— Start Extract provided —
On a first look the potential coherence of such a view appears dubious: it seems to either fundamentally conflate the cognitive acts of thinking and perceiving, or else to reduce perceiving to thinking in a way that yields an infelicitous solipsism. In this context, the goal of the first two chapters of my project is to motivate the idea that Hegel’s rational realism avoids these pitfalls by giving an exegesis of the philosophical considerations that lead him to his view. Towards this end, I offer readings of Hegel’s respective engagements with two of his primary historical interlocutors, Kant and Schelling, on the topic of the proper role of perception in a philosophical account of cognition.
In Chapter 1, I examine Hegel’s critique of Kant’s theoretical philosophy. One of the central innovations of the Critique of Pure Reason is Kant’s proposal that space and time serve as a priori “forms of intuition” that condition all of the deliverances of sense perception. Although Hegel is strongly influenced by Kant’s transcendental idealism, his own philosophy lacks an analogue to these Kantian forms of intuition. I argue that Hegel’s rejection of Kant’s forms of intuition forms the backbone of his self-professed post-Kantianism. I demonstrate that Hegel finds resources in Kant’s own system, specifically in the Critique of Aesthetic Judgment, that allow him to offer an alternative account of the formal character of perception.
— End Extract provided —
— Start Given data —
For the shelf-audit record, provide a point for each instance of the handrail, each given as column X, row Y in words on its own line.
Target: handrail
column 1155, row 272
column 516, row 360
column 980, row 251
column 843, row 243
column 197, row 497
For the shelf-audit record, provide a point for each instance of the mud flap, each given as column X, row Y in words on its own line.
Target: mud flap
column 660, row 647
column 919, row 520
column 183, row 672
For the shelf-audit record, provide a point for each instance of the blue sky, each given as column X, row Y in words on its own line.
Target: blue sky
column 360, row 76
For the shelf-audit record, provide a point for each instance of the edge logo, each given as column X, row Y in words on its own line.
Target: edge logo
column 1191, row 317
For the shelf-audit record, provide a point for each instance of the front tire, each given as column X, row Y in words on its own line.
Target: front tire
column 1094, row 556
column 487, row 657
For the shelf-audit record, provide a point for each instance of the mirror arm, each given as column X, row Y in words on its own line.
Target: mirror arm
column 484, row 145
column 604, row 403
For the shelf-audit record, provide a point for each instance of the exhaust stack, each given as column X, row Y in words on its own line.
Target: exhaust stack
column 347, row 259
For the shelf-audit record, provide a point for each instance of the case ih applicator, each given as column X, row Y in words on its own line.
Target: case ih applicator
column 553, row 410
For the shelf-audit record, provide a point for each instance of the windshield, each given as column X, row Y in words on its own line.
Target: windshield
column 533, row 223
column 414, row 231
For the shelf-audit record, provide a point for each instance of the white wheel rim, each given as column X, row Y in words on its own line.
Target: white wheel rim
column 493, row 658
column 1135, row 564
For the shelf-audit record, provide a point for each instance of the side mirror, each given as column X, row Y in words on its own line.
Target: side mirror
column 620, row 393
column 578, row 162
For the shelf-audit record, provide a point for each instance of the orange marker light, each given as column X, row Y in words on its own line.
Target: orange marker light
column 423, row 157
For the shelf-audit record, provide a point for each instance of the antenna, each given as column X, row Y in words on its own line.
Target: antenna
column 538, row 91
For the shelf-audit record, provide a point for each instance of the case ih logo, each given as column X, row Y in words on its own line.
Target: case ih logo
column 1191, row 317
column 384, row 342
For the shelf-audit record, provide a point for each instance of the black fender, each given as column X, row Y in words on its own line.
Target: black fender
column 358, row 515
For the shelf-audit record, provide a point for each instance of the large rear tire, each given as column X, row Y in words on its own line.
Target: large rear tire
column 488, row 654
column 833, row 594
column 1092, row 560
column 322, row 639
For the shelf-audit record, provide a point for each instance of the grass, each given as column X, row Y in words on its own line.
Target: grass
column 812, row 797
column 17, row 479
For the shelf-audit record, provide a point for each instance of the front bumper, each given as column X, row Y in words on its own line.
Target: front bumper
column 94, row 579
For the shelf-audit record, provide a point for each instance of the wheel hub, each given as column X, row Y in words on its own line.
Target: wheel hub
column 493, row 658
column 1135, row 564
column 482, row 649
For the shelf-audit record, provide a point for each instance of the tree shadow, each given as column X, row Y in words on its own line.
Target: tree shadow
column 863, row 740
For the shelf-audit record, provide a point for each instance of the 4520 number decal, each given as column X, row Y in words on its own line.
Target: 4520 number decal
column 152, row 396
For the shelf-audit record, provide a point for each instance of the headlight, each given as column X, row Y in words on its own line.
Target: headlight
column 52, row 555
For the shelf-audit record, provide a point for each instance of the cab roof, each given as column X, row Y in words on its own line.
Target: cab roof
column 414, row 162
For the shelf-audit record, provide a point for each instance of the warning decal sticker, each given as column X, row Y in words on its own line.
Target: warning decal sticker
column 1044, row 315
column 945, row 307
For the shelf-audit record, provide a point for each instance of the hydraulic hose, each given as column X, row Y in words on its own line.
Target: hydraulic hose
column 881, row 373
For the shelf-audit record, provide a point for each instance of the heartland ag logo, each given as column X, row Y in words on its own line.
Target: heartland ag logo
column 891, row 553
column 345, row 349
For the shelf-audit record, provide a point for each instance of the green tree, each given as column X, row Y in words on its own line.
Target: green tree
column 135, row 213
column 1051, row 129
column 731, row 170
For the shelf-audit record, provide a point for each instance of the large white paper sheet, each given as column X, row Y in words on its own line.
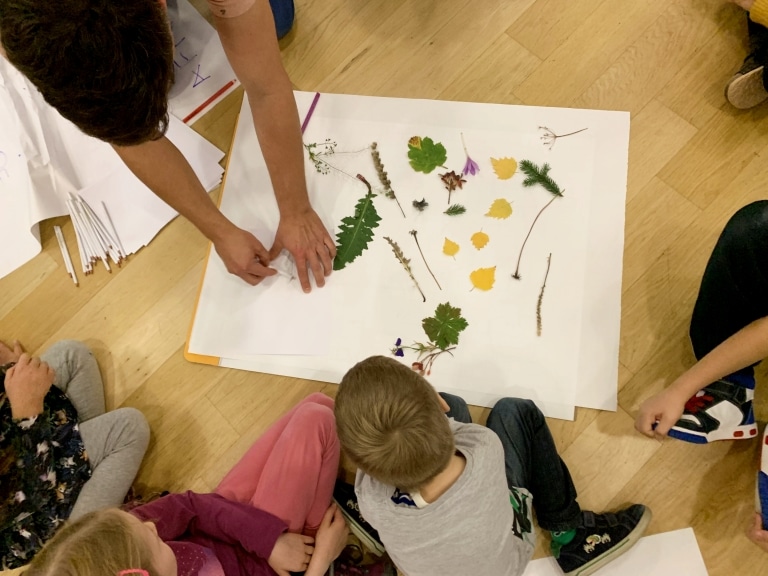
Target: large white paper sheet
column 369, row 304
column 44, row 158
column 203, row 73
column 668, row 554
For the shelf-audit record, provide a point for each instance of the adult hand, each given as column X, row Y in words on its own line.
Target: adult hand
column 659, row 413
column 292, row 553
column 26, row 385
column 757, row 533
column 330, row 541
column 7, row 355
column 244, row 256
column 305, row 237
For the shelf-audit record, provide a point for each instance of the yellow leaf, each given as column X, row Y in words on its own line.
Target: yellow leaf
column 505, row 168
column 480, row 239
column 450, row 248
column 500, row 209
column 483, row 278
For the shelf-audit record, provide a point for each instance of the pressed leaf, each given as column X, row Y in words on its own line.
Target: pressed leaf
column 505, row 168
column 483, row 278
column 355, row 232
column 425, row 155
column 445, row 326
column 450, row 248
column 500, row 209
column 480, row 239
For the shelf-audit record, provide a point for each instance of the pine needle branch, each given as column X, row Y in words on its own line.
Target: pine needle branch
column 541, row 297
column 383, row 178
column 405, row 262
column 535, row 175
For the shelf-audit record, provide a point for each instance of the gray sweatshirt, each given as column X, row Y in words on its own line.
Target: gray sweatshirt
column 468, row 530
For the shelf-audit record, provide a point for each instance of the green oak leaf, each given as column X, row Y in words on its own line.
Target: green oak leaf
column 355, row 232
column 444, row 327
column 426, row 155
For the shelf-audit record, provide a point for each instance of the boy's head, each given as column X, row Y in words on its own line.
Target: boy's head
column 391, row 424
column 106, row 66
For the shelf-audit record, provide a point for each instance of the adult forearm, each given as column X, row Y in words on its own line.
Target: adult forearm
column 165, row 171
column 748, row 346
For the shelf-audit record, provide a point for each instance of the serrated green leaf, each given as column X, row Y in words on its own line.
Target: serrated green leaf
column 355, row 232
column 427, row 156
column 445, row 326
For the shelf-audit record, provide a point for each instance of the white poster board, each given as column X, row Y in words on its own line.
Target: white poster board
column 365, row 307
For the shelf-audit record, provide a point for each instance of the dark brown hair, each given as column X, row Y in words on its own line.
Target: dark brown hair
column 391, row 425
column 106, row 66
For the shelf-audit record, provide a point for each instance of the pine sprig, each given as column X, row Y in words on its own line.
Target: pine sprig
column 405, row 263
column 455, row 210
column 356, row 232
column 535, row 175
column 383, row 178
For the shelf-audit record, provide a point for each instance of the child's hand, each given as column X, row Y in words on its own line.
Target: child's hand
column 659, row 413
column 757, row 534
column 292, row 553
column 26, row 385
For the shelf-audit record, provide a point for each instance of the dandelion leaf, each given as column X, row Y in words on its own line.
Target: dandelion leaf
column 480, row 239
column 356, row 232
column 483, row 278
column 425, row 155
column 505, row 168
column 444, row 327
column 450, row 248
column 500, row 209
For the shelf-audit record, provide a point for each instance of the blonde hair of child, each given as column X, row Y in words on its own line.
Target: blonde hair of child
column 101, row 543
column 391, row 425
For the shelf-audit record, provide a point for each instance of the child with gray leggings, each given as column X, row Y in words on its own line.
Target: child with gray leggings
column 62, row 454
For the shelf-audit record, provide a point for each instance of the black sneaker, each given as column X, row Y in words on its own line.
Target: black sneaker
column 720, row 411
column 601, row 538
column 345, row 497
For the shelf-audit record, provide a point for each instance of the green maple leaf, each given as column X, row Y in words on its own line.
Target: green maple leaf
column 355, row 232
column 426, row 155
column 444, row 327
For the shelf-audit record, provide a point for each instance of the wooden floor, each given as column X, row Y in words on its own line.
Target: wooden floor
column 693, row 161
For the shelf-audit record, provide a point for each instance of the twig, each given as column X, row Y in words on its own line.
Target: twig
column 516, row 275
column 541, row 297
column 405, row 262
column 413, row 233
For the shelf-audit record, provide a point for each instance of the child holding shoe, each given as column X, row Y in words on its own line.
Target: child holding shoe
column 270, row 515
column 451, row 497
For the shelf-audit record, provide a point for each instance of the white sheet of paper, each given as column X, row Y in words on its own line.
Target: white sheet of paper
column 372, row 302
column 668, row 554
column 45, row 157
column 203, row 73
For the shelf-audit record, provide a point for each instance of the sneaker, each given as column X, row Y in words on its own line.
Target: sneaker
column 762, row 482
column 601, row 538
column 721, row 411
column 345, row 497
column 745, row 88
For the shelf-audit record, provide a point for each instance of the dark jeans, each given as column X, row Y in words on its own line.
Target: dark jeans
column 734, row 289
column 530, row 458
— End Given data —
→ Task A: Could you update the Hegel excerpt between "In Chapter 1, I" and "character of perception.", inclusive, so that "transcendental idealism" reads "critical idealism"?
→ Task B: Can you take the Hegel excerpt further, picking up after its final sentence?

→ Task response A:
In Chapter 1, I examine Hegel’s critique of Kant’s theoretical philosophy. One of the central innovations of the Critique of Pure Reason is Kant’s proposal that space and time serve as a priori “forms of intuition” that condition all of the deliverances of sense perception. Although Hegel is strongly influenced by Kant’s critical idealism, his own philosophy lacks an analogue to these Kantian forms of intuition. I argue that Hegel’s rejection of Kant’s forms of intuition forms the backbone of his self-professed post-Kantianism. I demonstrate that Hegel finds resources in Kant’s own system, specifically in the Critique of Aesthetic Judgment, that allow him to offer an alternative account of the formal character of perception.

→ Task response B:
In Chapter 2, I expand on this account by breaking down Hegel’s critique of Friedrich Schelling’s theory of intellectual intuition. This chapter fills a pressing gap in the literature. I argue that Hegel and Schelling share a commitment to offering an account of perception that is centered on the way in which the concrete individual objects of sense perception can demonstrate the physical existence of universals. Both thinkers propose that works of fine art are paradigmatic sense objects of this kind. Contra Schelling, however, Hegel believes that logic itself should also perform this function.
In Chapters 3 and 4, I turn to Hegel’s positive account of the way in which the forms belonging to logic demonstrate the way in which universals appear to the senses in particular objects. Against recent interpretations that have sought to understand Hegel’s logic as offering only a “theory of explanation” (Kreines, Pippin) I show that Hegel’s logic also offers a “theory of exhibition”: that is, a theory of the way in which sensible particulars exhibit the existence of universals. I claim that Hegel achieves this by emphasizing the logical primacy of the function of the copula in the activities of judgment and inference. On Hegel’s view as I articulate it, perception is conceptual, and this conceptuality consists in the way in which our reasoning about sense objects exhibits the necessary existence of universal terms.
Chapter 5 takes this reading from the abstract context of the Logic into the concrete realms of nature and spirit, the topics of the other two volumes of Hegel’s tripartite Encyclopedia project. I discuss the fate of Kant’s forms of intuition, space and time, as the opening moments of Hegel’s Philosophy of Nature. I also discuss the role of sense-affection in the Philosophy of Spirit.